QUOTED PASSAGE:
>>>

The compute might be in the cloud, and then data orchestration kind of, syncs the data back and forth. And that's, that's, helps with taking 1 small step towards the cloud as opposed to, you know, this massive migration which can be, from what we hear, several years long process. So let me just pause there and, yeah, see if, the the the does that answer your question?
[00:14:43] Unknown:
Yeah. Definitely. And I'm wondering if you have any specific instances or an example topology of, either a customer that you've worked with or a story that you've heard from people who are either using Alexia or some of these other tools in this space to give a bit more of a concrete feel for somebody who is maybe still a little uncertain about how they might go about approaching this particular type of problem of having a constraint in terms of the amount of computer storage that they're able to access and then needing to be able to leverage some of these technologies to be able to expand their footprint and expand their capabilities?
[00:15:24] Unknown:
Yeah. Absolutely. Great question. So, actually, recently, a few weeks ago, I presented, with, DBS Bank, and Vitali from DBS Bank. He, we presented about this this use case about hybrid cloud. And they have, a large kind of storage system on prem where they're also running Aluxio with Spark and Presto on top. But, more related with our discussion here, there, there was they were facing these limited situations where there were new projects that were coming up. They needed to analyze data for new projects, and they just couldn't figure out how to do. The specific project that they were they started to look at was a call center project where they have, you know, hundreds of thousands of calls that come in. I think it, and over the year even, you know, even more so annually.
And this there's there's, transcripts. There's audio files. Right? And all of this needs to be analyzed in terms of, what are people calling in for? What are, what are the problems? What is the root cause? Can the customer experience be improved on? And they wanted to use machine learning to, to analyze this and figure out what these root causes were improving to improve the experience. And so they looked at a stack on AWS with, Amazon SageMaker, that, their data scientists used to actually write the models. The models then ran in PySpark on an AWS EMR cluster. And then, AWS, Aluxio was feeding this EMR cluster the the data which actually was coming from on prem, and this was only in memory. Because as a bank, being the largest bank in Southeast Asia, they have a lot of, restrictions about data in the cloud. PII information obviously cannot be moved over. But even even if data is moved, it can only live in memory, cannot be persisted. And so with, with this all these restrictions, they essentially run a Luxeo in memory, and they use it to sync data back and forth, the data that's needed, to run the this machine learning use case, in the Cloud. And and, as needed, they can burst their data, whether it's a 100 nodes or a 1000 node cluster. It's very easy to get going, because, you know, it's just a couple of clicks and it's very easy to get set up in the cloud. So no longer do you need to wait, you know, months for hardware to come in and so on.

<<<

REQUEST 1:
Please gather every line of the listing below that contains the string "light". Case counts.

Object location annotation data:
>>>

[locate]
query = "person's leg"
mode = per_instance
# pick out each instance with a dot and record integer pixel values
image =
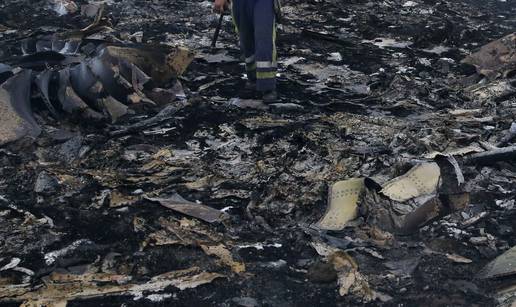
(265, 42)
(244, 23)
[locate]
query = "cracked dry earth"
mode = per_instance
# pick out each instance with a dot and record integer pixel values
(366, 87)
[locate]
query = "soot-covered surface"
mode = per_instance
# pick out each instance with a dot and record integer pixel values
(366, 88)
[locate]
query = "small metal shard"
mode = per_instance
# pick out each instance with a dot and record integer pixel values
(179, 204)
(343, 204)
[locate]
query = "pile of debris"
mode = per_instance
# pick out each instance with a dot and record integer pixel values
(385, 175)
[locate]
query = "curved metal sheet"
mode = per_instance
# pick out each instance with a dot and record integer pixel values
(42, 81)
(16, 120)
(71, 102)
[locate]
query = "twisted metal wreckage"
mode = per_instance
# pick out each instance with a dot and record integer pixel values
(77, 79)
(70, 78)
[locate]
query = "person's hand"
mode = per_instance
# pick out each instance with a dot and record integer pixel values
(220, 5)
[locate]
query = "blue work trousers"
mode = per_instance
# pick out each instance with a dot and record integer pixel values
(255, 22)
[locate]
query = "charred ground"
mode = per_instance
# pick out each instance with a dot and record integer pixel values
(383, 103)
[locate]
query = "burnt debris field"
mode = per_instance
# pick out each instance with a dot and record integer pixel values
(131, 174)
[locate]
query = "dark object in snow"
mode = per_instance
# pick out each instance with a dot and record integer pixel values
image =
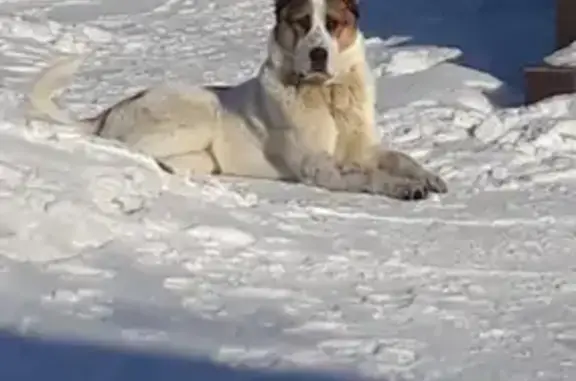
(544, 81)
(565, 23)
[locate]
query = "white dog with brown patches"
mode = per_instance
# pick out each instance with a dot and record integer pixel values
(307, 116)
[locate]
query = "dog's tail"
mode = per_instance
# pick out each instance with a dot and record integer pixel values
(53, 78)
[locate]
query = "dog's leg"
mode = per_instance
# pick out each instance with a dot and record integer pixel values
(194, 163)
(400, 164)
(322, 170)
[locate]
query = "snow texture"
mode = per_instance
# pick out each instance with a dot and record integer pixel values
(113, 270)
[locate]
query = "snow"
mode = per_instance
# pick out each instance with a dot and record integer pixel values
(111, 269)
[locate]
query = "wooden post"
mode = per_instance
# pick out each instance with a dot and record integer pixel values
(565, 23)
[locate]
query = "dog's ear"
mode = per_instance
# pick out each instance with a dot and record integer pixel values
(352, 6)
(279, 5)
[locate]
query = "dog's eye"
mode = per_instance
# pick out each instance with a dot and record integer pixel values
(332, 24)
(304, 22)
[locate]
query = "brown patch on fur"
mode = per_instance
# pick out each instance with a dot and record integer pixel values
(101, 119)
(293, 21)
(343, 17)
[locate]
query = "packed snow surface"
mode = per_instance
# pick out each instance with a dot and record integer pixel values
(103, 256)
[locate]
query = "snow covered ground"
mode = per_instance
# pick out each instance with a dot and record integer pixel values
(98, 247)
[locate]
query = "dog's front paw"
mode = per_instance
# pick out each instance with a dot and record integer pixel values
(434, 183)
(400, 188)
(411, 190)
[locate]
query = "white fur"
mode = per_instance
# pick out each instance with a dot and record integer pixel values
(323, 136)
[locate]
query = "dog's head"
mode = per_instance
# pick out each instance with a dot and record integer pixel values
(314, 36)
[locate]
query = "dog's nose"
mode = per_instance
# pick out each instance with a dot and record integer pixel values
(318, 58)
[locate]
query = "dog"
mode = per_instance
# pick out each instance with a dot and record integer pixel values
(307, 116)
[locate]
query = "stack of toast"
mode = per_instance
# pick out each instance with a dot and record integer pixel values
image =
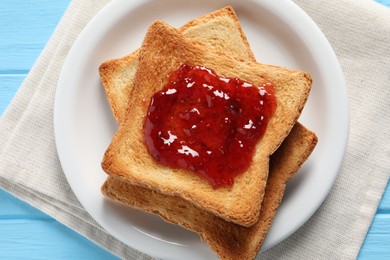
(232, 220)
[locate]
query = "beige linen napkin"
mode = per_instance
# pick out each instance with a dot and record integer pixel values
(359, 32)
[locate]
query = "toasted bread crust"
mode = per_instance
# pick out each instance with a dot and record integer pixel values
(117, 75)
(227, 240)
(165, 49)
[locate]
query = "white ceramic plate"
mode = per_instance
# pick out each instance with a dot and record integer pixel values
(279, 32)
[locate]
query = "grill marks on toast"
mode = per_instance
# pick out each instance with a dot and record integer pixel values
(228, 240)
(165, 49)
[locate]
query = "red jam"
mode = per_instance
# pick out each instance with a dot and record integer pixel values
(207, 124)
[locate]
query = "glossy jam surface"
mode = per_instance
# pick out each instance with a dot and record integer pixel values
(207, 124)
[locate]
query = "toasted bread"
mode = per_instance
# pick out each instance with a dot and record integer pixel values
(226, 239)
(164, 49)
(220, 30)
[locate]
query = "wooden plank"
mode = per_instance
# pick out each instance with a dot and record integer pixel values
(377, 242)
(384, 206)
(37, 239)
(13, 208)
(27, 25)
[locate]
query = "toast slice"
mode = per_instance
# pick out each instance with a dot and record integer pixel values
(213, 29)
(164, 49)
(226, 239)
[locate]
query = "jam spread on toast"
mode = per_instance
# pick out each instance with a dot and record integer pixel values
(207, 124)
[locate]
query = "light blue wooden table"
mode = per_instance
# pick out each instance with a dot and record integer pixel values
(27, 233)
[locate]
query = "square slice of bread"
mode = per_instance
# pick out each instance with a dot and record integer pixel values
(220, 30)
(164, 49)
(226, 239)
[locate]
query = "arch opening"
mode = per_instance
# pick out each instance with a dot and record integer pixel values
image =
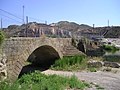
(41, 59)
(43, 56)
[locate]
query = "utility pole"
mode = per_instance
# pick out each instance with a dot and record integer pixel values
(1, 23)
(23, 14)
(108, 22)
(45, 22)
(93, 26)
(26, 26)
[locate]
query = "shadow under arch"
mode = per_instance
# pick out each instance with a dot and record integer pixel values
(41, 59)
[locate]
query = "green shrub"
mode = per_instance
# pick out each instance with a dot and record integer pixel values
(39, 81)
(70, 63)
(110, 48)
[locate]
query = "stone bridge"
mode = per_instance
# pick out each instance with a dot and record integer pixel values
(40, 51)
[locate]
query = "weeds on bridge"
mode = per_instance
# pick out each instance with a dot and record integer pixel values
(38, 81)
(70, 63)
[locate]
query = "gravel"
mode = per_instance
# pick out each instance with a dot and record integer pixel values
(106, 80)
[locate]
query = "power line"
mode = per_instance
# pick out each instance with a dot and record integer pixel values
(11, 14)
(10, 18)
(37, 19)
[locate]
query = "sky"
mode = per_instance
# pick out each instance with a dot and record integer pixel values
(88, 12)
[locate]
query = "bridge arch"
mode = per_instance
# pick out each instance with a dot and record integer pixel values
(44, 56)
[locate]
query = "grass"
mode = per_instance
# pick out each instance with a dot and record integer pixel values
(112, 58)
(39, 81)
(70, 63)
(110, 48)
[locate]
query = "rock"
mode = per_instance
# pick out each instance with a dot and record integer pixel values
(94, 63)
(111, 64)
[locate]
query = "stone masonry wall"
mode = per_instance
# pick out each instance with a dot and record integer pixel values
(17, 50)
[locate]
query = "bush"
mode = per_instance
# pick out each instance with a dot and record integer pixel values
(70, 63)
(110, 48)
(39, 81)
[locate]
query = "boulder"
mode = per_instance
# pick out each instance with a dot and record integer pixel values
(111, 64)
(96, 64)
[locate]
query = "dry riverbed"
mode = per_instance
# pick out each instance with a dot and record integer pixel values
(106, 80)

<<<
>>>

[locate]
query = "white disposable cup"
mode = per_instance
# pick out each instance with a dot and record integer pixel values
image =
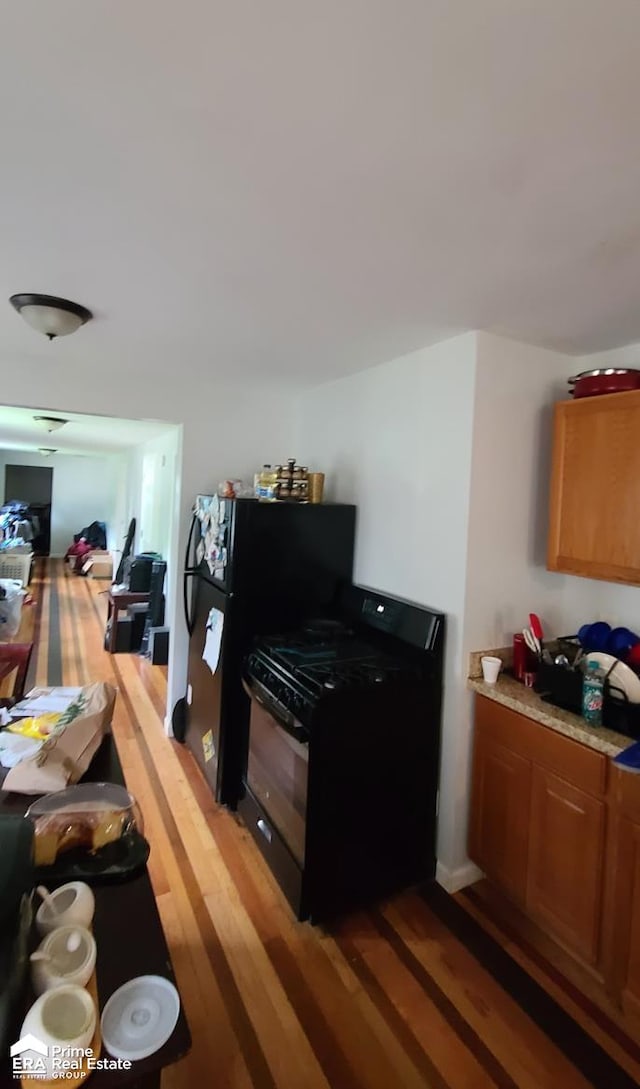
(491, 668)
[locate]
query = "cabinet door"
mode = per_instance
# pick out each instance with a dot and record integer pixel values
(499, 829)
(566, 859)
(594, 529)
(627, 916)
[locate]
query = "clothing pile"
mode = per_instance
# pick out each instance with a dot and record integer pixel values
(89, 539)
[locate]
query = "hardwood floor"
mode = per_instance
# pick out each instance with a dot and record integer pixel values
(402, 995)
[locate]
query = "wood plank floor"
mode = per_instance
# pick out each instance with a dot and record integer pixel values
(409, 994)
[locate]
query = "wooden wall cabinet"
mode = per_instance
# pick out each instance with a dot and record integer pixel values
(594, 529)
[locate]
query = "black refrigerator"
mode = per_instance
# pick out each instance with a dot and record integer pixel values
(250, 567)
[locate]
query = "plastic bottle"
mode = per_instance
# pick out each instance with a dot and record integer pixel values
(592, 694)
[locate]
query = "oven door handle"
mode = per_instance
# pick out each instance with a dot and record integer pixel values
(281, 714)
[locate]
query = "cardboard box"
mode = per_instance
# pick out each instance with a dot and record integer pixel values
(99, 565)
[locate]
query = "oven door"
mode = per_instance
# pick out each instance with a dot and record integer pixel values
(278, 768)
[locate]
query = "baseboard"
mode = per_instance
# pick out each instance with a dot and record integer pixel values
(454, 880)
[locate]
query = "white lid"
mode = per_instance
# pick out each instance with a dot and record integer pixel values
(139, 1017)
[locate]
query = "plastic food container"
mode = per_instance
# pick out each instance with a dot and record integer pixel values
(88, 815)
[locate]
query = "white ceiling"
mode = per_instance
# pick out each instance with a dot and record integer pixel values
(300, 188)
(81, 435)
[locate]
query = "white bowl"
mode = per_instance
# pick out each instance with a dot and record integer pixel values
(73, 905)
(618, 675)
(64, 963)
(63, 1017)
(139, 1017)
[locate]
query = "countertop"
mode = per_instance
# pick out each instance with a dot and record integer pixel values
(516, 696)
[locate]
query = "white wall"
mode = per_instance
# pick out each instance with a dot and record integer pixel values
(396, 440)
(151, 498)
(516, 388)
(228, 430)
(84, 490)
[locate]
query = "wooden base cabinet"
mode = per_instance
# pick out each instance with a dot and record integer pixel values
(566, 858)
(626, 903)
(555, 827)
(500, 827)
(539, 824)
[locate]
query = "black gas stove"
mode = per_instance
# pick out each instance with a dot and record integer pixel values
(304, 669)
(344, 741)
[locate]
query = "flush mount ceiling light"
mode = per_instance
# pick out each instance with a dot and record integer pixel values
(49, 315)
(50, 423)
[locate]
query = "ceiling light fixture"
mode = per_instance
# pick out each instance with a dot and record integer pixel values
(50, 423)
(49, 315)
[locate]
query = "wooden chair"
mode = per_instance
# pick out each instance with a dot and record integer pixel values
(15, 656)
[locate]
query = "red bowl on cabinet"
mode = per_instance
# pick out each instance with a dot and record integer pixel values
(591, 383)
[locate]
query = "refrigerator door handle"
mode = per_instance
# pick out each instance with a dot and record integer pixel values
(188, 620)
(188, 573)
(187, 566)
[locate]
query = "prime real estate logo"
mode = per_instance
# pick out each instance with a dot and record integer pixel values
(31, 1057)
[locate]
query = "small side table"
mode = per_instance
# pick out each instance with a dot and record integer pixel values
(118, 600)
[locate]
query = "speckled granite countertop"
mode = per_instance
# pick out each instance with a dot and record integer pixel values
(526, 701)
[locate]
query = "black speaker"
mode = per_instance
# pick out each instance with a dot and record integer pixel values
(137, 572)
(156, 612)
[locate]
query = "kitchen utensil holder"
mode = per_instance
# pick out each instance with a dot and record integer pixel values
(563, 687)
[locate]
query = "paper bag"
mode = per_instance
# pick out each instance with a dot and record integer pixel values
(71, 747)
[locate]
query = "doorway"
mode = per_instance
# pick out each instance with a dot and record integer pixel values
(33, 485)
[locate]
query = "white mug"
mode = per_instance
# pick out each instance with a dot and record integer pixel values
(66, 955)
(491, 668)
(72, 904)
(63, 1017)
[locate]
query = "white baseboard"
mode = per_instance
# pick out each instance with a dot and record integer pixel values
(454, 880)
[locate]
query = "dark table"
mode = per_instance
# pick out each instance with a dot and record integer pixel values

<<<

REQUEST 2:
List the questions the call center data needs to be analyzed for, as stated in the transcript above.

CORRECT OUTPUT 1:
query = "light blue wooden table"
query = "flush mount ceiling light"
query = "ceiling light fixture"

CORRECT OUTPUT 2:
- What are people calling in for?
- What are the problems?
- What is the root cause?
- Can the customer experience be improved on?